Stored rows>
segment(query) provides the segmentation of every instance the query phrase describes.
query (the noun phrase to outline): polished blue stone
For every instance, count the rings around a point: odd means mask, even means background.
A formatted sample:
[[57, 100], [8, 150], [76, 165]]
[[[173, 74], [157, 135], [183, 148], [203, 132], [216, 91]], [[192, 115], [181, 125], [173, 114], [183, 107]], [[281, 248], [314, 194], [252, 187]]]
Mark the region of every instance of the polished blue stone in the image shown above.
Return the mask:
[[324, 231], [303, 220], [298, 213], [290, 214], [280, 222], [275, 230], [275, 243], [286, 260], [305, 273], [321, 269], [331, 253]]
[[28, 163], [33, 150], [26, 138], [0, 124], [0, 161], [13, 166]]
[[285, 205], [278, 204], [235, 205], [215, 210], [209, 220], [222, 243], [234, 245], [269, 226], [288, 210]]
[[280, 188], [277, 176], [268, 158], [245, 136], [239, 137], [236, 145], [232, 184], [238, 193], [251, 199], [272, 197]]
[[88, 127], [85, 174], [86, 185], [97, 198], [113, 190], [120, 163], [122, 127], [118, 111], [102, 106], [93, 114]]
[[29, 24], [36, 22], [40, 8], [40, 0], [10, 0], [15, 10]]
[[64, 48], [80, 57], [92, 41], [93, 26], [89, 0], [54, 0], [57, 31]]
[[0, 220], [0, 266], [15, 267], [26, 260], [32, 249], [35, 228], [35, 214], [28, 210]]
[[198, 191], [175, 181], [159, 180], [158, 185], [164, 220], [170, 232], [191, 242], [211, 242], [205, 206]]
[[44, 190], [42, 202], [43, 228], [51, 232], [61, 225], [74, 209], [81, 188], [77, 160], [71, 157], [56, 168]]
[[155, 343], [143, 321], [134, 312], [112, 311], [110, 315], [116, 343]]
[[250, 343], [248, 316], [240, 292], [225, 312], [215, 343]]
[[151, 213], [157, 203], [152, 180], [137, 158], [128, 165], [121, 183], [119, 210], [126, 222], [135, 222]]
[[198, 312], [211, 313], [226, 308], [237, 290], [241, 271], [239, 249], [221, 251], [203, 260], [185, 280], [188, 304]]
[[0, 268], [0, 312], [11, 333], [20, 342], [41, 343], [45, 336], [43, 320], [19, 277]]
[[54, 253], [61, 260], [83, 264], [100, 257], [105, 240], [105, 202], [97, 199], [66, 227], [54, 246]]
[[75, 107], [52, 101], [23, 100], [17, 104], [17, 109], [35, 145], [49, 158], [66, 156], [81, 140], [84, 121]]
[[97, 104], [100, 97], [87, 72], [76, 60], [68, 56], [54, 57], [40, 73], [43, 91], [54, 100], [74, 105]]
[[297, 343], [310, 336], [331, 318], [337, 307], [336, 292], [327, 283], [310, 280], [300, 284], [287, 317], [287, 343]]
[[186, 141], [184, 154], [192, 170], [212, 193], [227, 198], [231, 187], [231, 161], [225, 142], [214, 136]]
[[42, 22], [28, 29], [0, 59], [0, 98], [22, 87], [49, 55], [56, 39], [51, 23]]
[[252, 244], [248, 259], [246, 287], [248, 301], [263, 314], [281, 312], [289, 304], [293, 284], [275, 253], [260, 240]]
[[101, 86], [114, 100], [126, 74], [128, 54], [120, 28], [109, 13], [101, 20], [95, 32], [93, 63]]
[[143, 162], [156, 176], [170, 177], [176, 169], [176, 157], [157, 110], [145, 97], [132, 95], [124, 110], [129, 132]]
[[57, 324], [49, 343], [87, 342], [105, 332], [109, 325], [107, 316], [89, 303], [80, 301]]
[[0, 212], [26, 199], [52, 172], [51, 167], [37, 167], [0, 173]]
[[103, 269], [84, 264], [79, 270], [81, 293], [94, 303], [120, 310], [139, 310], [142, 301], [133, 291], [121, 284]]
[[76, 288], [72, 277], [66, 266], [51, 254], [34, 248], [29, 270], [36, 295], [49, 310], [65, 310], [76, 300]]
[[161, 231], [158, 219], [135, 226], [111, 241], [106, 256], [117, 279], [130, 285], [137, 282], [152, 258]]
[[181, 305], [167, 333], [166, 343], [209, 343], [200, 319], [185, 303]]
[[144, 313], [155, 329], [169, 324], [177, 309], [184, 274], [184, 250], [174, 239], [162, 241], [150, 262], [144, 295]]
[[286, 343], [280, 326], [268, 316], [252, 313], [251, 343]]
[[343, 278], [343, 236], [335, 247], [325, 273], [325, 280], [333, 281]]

What you need to do>
Copy out all of the lines above, substituting "smooth gray pebble" for each occurrence of "polished blue stone" and keeping everything else unchanged.

Response to this exercise>
segment(query) provides the segmentation of every instance the query phrase describes.
query (the noun phrase to outline): smooth gray pebble
For every instance, count the rings around a point: odd means mask, even means background.
A formatted sample:
[[57, 100], [8, 150], [76, 165]]
[[[173, 74], [157, 135], [183, 148], [203, 132], [216, 91]], [[192, 115], [181, 125], [173, 114], [183, 107]], [[281, 248], [314, 194], [252, 187]]]
Mark the region of every instance of the smooth gray pebble in the image shown above.
Return the mask:
[[324, 231], [303, 220], [298, 213], [290, 214], [280, 222], [275, 230], [275, 243], [286, 260], [305, 273], [321, 269], [331, 253]]
[[28, 163], [33, 150], [26, 138], [0, 124], [0, 161], [13, 166]]
[[285, 205], [278, 204], [235, 205], [215, 210], [209, 220], [222, 243], [234, 245], [269, 226], [288, 210]]
[[280, 188], [277, 176], [268, 158], [245, 136], [239, 137], [236, 145], [232, 184], [238, 193], [251, 199], [272, 197]]
[[88, 127], [85, 174], [86, 185], [97, 198], [113, 190], [120, 163], [122, 127], [118, 111], [102, 106], [93, 114]]
[[29, 24], [36, 22], [40, 8], [40, 0], [10, 0], [15, 10]]
[[64, 48], [80, 57], [92, 41], [93, 26], [89, 0], [54, 0], [57, 31]]
[[0, 220], [0, 266], [15, 267], [26, 260], [32, 249], [35, 228], [35, 214], [28, 210]]
[[198, 191], [175, 181], [159, 180], [158, 185], [164, 220], [170, 232], [191, 242], [211, 242], [205, 206]]
[[44, 190], [42, 202], [43, 228], [51, 232], [61, 225], [74, 209], [81, 188], [77, 160], [71, 157], [56, 168]]
[[155, 343], [143, 321], [134, 312], [112, 311], [110, 315], [116, 343]]
[[250, 343], [248, 316], [240, 292], [225, 312], [215, 343]]
[[151, 213], [157, 203], [152, 180], [137, 158], [128, 165], [121, 183], [119, 210], [126, 222], [135, 222]]
[[198, 312], [211, 313], [226, 308], [237, 290], [241, 271], [239, 249], [221, 251], [203, 260], [185, 280], [188, 304]]
[[0, 268], [0, 312], [11, 333], [20, 342], [41, 343], [45, 336], [43, 320], [19, 277]]
[[54, 253], [61, 260], [83, 264], [100, 257], [105, 240], [105, 202], [97, 199], [66, 227], [54, 246]]
[[75, 107], [52, 101], [23, 100], [17, 104], [17, 109], [35, 145], [49, 158], [66, 156], [81, 140], [84, 121]]
[[97, 104], [100, 97], [87, 72], [76, 60], [68, 56], [54, 57], [40, 73], [43, 91], [54, 100], [74, 105]]
[[297, 343], [310, 336], [331, 318], [337, 307], [336, 292], [327, 283], [310, 280], [300, 284], [287, 317], [287, 343]]
[[186, 141], [184, 154], [192, 170], [212, 193], [227, 198], [231, 187], [231, 161], [225, 142], [214, 136]]
[[42, 22], [28, 29], [0, 59], [0, 98], [22, 87], [49, 55], [56, 39], [51, 23]]
[[252, 244], [248, 259], [246, 287], [248, 301], [263, 314], [281, 312], [289, 304], [293, 284], [275, 253], [260, 240]]
[[101, 86], [114, 100], [126, 74], [128, 54], [120, 28], [109, 13], [101, 20], [95, 32], [93, 63]]
[[143, 162], [156, 176], [170, 177], [176, 169], [176, 157], [157, 110], [145, 97], [132, 95], [124, 110], [129, 132]]
[[57, 324], [49, 343], [87, 342], [105, 332], [109, 325], [107, 316], [89, 303], [80, 301]]
[[0, 212], [26, 199], [52, 172], [51, 167], [37, 167], [0, 173]]
[[103, 269], [84, 264], [79, 270], [81, 293], [94, 303], [120, 310], [139, 310], [142, 301], [133, 291], [121, 284]]
[[76, 288], [72, 277], [66, 266], [51, 254], [34, 248], [29, 270], [36, 295], [49, 310], [65, 310], [76, 300]]
[[161, 231], [158, 219], [135, 226], [111, 241], [106, 256], [117, 279], [130, 285], [137, 282], [152, 258]]
[[181, 305], [167, 333], [166, 343], [209, 343], [200, 319], [185, 303]]
[[144, 313], [155, 329], [169, 324], [177, 309], [184, 274], [184, 250], [174, 239], [162, 241], [150, 262], [144, 295]]
[[286, 343], [280, 326], [268, 316], [252, 313], [251, 343]]
[[343, 278], [343, 236], [335, 247], [325, 273], [325, 280], [333, 281]]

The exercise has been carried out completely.